Action item: Return the material exactly. Every line must stay as it is.

The input:
---+---
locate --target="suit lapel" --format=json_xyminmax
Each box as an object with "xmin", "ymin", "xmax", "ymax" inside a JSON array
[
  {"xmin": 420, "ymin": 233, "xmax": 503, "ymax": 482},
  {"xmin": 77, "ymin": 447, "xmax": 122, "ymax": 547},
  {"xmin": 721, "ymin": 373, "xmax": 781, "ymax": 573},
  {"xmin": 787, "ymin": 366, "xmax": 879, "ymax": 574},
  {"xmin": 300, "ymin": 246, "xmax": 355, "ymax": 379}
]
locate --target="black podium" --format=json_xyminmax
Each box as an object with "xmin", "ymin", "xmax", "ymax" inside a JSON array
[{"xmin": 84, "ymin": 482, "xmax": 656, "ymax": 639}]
---+---
Written answer:
locate --target="suit lapel" --format=json_xyminmax
Each box as an object with "xmin", "ymin", "xmax", "ymax" inside a JSON array
[
  {"xmin": 420, "ymin": 233, "xmax": 503, "ymax": 482},
  {"xmin": 77, "ymin": 447, "xmax": 122, "ymax": 547},
  {"xmin": 721, "ymin": 373, "xmax": 781, "ymax": 573},
  {"xmin": 787, "ymin": 366, "xmax": 879, "ymax": 574},
  {"xmin": 300, "ymin": 246, "xmax": 355, "ymax": 379}
]
locate --target="black podium" --format=json_xyminmax
Each box as an object with "xmin", "ymin", "xmax", "ymax" inside a JSON array
[{"xmin": 84, "ymin": 482, "xmax": 656, "ymax": 639}]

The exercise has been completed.